Kutipan Teks
= = = = = = =
Selasa 01 Oct 2019 06:10 WIB

Tantangan 70 Tahun Partai Komunis Cina

Pemerintahan Trump melihat Cina sebagai ancaman.

Rep: Lintar Satria/ Red: Ani Nursalikah
Presiden China Xi Jinping bersiap menyampaikan pidatonya saat makan malam peringatan 70 tahun China di Great Hall of the People di Beijing, Senin (30/9).
Foto: AP Photo/Andy Wong
Presiden China Xi Jinping bersiap menyampaikan pidatonya saat makan malam peringatan 70 tahun China di Great Hall of the People di Beijing, Senin (30/9).

REPUBLIKA.CO.ID, BEIJING -- Presiden Cina Xi Jinping memiliki ambisi untuk negaranya, yaitu meraih 'Kebangkitan Nasional' sebagai negara kuat dan makmur pada 2049 atau tepat 100 tahun kekuasaan Partai Komunis di Negeri Panda itu.

Namun, ada satu masalah yang perlu diperhatikan. Presiden Amerika Serikat (AS) Donald Trump juga ingin negaranya kembali hebat.

Baca Juga

Bentrokan yang muncul antara dua kekuatan dunia ini menjadi pusat tantangan yang  dihadapi Partai Komunis Cina menjelang perayaan 70 tahun kekuasaan mereka di Negeri Tirai Bambu. Tak diragukan lagi partai itu akan berkuasa lebih lama dari pada Uni Soviet yang berkuasa selama 74 tahun sebelum runtuh pada 1991 karena stagnasi ekonomi.

Partai Komunis Cina dapat merekayasa kebijakan yang mengangkat tarif hidup jutaan rakyatnya. Partai Komunis mengubah negara itu menjadi kekuatan ekonomi dunia di saat yang sama menindak tegas perbedaan pendapat.

Namun, karena menuanya populasi, semakin moderatnya ekonomi dan ambisi Xi baik dibidang ekonomi maupun militer yang bertabrakan dengan kepentingan AS, formula yang telah berhasil meningkatkan pertumbuhan ekonomi selama bertahun-tahun harus segera diubah. Masa di mana Cina menghadapi tantangan yang mudah tampaknya sudah berakhir.

"Tiga puluh tahun terakhir, mereka memiliki ide yang cukup baik, sepanjang partai memberikan pertumbuhan ekonomi yang kuat, menjadi pragmatik, menjaga stabilitas domestik, tidak mengacau, tidak mengambil risiko besar, mereka akan baik-baik saja, sekarang mereka tidak tahu," kata pakar politik Cina Claremont McKenna College Minxin Pei, Senin (30/9). 

Karena tingginya pertumbuhan ekonomi Cina, beberapa negara maju termasuk Amerika Serikat ingin membantu Cina dengan teknologi dan investasi. Banyak yang yakin saat Cina semakin saling tergantung dengan bagian dunia lainnya, maka negara itu akan ditarik ke sistem yang mengatur hubungan internasional yang didominasi negara Barat.
= = = = = = =
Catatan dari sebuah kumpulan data
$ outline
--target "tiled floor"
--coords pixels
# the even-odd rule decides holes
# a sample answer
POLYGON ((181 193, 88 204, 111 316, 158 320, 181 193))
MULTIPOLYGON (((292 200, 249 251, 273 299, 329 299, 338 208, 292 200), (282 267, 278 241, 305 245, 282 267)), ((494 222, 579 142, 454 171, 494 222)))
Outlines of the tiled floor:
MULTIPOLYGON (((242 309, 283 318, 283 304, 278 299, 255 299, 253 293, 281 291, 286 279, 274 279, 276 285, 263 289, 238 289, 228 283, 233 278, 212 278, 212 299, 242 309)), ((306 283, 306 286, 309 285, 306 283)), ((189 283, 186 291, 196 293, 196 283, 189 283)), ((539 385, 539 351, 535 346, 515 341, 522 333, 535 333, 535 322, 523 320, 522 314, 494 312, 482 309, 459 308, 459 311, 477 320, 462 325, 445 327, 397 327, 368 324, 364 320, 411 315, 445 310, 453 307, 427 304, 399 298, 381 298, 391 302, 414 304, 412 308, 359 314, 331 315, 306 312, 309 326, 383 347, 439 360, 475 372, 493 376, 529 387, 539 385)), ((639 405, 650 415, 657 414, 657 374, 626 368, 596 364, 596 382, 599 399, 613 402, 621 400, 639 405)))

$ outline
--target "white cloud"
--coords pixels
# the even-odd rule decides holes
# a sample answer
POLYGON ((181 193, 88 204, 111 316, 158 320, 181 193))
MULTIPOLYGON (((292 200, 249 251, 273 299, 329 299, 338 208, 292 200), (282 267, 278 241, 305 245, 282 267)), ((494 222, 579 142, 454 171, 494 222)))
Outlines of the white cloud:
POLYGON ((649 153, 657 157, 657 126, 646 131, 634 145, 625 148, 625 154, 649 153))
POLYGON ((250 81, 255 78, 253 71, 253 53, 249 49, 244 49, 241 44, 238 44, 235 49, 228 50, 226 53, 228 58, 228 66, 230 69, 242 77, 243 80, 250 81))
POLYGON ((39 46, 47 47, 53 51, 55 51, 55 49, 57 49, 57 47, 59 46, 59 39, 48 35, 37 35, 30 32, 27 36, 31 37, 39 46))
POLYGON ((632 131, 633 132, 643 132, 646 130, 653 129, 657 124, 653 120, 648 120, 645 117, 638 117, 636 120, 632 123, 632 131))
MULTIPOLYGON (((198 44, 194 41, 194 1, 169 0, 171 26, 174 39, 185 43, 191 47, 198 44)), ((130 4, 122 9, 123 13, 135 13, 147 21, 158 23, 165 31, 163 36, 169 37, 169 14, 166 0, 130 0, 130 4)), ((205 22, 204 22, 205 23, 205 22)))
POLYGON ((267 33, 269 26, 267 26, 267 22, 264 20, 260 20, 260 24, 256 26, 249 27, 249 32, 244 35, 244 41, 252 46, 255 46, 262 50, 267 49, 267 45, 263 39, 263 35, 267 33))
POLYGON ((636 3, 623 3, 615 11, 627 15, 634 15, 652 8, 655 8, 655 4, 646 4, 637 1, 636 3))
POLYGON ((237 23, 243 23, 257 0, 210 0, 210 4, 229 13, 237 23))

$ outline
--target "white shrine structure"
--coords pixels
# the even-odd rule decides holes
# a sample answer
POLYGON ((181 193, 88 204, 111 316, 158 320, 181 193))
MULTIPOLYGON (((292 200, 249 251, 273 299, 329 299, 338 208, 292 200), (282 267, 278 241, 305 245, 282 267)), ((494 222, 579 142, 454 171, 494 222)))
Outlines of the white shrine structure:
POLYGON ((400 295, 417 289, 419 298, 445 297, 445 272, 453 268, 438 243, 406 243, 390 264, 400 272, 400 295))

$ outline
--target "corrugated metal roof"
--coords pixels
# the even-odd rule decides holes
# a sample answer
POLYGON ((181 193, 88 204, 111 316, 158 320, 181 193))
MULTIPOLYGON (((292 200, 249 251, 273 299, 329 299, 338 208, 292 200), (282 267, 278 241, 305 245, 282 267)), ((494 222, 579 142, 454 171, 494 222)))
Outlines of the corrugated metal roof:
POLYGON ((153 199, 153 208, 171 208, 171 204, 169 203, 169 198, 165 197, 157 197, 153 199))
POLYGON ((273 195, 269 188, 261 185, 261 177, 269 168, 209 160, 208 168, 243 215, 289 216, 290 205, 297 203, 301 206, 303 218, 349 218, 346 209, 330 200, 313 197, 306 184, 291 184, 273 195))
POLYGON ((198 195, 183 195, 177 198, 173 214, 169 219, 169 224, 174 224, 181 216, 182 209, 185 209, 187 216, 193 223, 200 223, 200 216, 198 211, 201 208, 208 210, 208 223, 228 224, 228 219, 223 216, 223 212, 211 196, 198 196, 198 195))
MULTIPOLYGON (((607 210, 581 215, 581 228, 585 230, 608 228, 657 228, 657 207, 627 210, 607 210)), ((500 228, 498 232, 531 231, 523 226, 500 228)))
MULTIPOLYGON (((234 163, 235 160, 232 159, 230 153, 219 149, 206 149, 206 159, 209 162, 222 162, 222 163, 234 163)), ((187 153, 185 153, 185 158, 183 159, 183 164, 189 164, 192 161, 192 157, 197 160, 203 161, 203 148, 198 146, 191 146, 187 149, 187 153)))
= = = = = = =
Sasaran
A) Menurut artikel tentang Partai Komunis Cina, berapa tahun Uni Soviet berkuasa sebelum runtuh?
B) Lanjutkan artikel tentang Partai Komunis Cina, mulai setelah kalimat terakhir yang ditampilkan.

Jawaban
A) Selama 74 tahun.

B)
Sejalan dengan itu, Cina bergabung dengan Organisasi Perdagangan Dunia (WTO) pada 2001. Mereka setuju mematuhi peraturan perdagangan internasional sebagai imbalan diizinkan mengakses pasar luar negeri.

Ketika itu banyak suara yang memperingatkan bahayanya membiarkan Cina masuk WTO. Sekarang suara-suara itu kembali mengemuka mulai dari AS, Australia sampai beberapa bagian di Eropa.

Pemerintahan Trump melihat Cina sebagai ancaman. Ia membatasi akses perusahaan-perusahaan Cina untuk mendapatkan teknologi AS dan meningkatkan tarif impor komoditas mereka. Hal tersebut memicu China memberlakukan langkah yang sama ke produk AS dan meningkatkan eskalasi perang dagang yang mengancam ekonomi global.

Di segi militer, AS dan Cina bermain tikus dan kucing di Laut Cina Selatan. Angkatan Laut Cina memperluas jangkauan mereka di perairan yang telah lama menjadi lokasi patroli AS. China yakin AS, India dan negara lain ingin menahan kebangkitan mereka.

Para pemimpin Cina pikir negara-negara lain ingin mereka tetap bertahan di posisi semula sebagai negara dominan di Asia, sebelum Jepang menginvasi negara itu pada abad ke-19 yang Cina sebut sebagai abad kehinaan. "Cina akan, terus menyelesaikan masalah melalui kerja sama dengan dunia luar, tapi Cina harus bersiap menggunakan tongkat pemukul untuk menegakkan hak-haknya yang sah dan mempertahankan apa yang telah dicapai dalam 70 tahun," kata profesor hubungan internasional Renmin University  Li Qingsi.

Pada satu tahapan, lintasan Cina menunjukan bentrokan dengan AS tidak bisa dihindari. Di satu sisi, bukan rahasia lagi Xi berambisi membuat China sebagai kekuatan ekonomi dan militer. Mengubah pendekatan yang dilakukan pendahulunya Deng Xiaoping yang tetap menjaga sikapnya di pentas internasional.

Pemerintahan Xi mengatakan mereka tidak akan takut dengan ancaman. Siap untuk memukul kembali tuntutan AS dalam perdagangan dan memperluas lagi kehadiran mereka di Laut Cina Selatan.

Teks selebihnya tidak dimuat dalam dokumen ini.